The warehouse still has a very significant role, specifically for deep history, behavioural analysis, and machine learning workloads. But the design principles are fundamentally different.
Operational systems are designed around known queries and known transaction patterns, so you can fine-tune for speed and reliability. Warehouses are designed for unknown, ad hoc queries and workloads. Trying to run your operations off a data warehouse is architecturally wrong.
Why this matters now: AI changes the stakes
Large language models operate on language and context. For unstructured data, documents provide that context. For structured data, the context comes from table and column names, from a glossary of business terms, from an ontology that says what a position is, what a portfolio is, how they relate. Without that semantic layer, an LLM operating on a fragmented set of databases with inconsistent naming conventions has very little to work with.
This is why, as Mihir observed, data modelling, which had become something of a dying art, has suddenly become critical again. The firms that invested in getting their data models right are now in a significantly stronger position than those that did not.
For FINBOURNE, this validation is tangible. The argument for starting with the data model, maintaining a correct ontology, and building a shared operational store is one the company has been making since its founding. It is increasingly the argument the market is making back.
The headless asset management platform
One of the more forward-looking ideas to emerge from the conversation was the concept of FINBOURNE as a headless asset management platform. The principle is the same: decouple the data layer from the presentation and workflow layer. The data model, the APIs, the connections to market data are stable and long-lived. The UI and the workflows on top of them change constantly, through reorganisations, changing preferences, and new tooling.
If the platform exposes clean APIs and a well-defined semantic model, organisations can build their own interfaces, their own workflows, and increasingly their own AI-driven query layers on top. Natural language querying of operational data is already happening with some FINBOURNE clients. The barrier between technical and operational users starts to fall away.
This also sharpens the challenge for incumbents. Tightly coupled front-to-back systems, where UI, middle tier and data are all tangled together, cannot easily be modernised. Even with investment and intent, changing one layer means touching the others. With a large installed base, that creates a near-paralysis. Mihir was direct about this: incumbents are stuck, and it will be slow going regardless of how much resource they apply.
On implementation
For organisations that cannot do a big-bang replacement (which is most of them), Mihir’s recommended path is pragmatic: start by building an operational data store, stream data from existing source systems into it, and use that as the first instantiation of a unified enterprise data model. Onboard functions that most need a firm-wide view first, typically corporate risk, compliance and finance, then migrate others progressively over a period of years. Snowflake or Databricks as a downstream warehouse is entirely compatible with this approach; the key is that the semantic model defined in the operational layer carries through.
About Mihir Shah
Mihir served as CTO of Fidelity Asset Management, where he led the transformation of the entire investment platform, and as CIO responsible for Data, where he shaped the Data and Analytics strategy across one of the world’s largest investment organisations. Since retirement, he has advised leading asset managers and advisory firms on data strategy through his association with EY.

> _Dataset entries_
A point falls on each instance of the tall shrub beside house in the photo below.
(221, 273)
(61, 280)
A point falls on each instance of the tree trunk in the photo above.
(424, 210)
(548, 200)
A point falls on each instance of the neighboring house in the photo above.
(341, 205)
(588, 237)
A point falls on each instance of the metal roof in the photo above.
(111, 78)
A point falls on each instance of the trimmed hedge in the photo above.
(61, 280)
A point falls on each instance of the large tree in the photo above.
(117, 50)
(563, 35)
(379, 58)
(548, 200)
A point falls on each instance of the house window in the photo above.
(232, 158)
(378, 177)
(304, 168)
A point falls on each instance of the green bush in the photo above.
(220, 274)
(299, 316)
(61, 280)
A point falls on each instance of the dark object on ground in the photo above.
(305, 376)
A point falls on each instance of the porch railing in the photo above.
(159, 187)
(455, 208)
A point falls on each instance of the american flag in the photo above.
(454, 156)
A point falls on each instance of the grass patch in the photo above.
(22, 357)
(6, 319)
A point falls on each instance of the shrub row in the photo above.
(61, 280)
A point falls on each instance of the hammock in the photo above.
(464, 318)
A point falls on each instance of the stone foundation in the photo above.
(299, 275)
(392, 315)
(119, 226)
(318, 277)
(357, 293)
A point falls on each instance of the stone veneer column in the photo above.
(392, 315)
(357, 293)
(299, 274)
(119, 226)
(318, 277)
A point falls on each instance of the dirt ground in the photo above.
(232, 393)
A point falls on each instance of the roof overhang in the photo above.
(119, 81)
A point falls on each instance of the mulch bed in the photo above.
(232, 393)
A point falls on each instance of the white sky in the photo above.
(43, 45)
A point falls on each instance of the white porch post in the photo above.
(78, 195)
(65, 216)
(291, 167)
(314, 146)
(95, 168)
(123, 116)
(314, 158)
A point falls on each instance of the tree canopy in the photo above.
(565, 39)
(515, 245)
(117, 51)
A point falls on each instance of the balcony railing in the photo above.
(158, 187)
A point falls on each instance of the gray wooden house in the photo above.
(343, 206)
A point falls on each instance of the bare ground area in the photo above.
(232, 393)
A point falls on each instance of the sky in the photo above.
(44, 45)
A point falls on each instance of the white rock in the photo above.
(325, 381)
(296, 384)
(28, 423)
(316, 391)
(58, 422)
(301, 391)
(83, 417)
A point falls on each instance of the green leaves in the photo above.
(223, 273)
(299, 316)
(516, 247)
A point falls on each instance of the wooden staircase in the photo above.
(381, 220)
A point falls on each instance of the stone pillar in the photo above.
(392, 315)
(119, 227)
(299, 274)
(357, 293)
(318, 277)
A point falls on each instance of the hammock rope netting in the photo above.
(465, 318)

> _Exercises to complete_
1) List every section heading in the FINBOURNE text.
2) Print the passage of the FINBOURNE text that begins at the words "If the platform" and stops after "to fall away.".

> _Exercise answers_
1)
Why this matters now: AI changes the stakes
The headless asset management platform
On implementation
About Mihir Shah

2)
If the platform exposes clean APIs and a well-defined semantic model, organisations can build their own interfaces, their own workflows, and increasingly their own AI-driven query layers on top. Natural language querying of operational data is already happening with some FINBOURNE clients. The barrier between technical and operational users starts to fall away.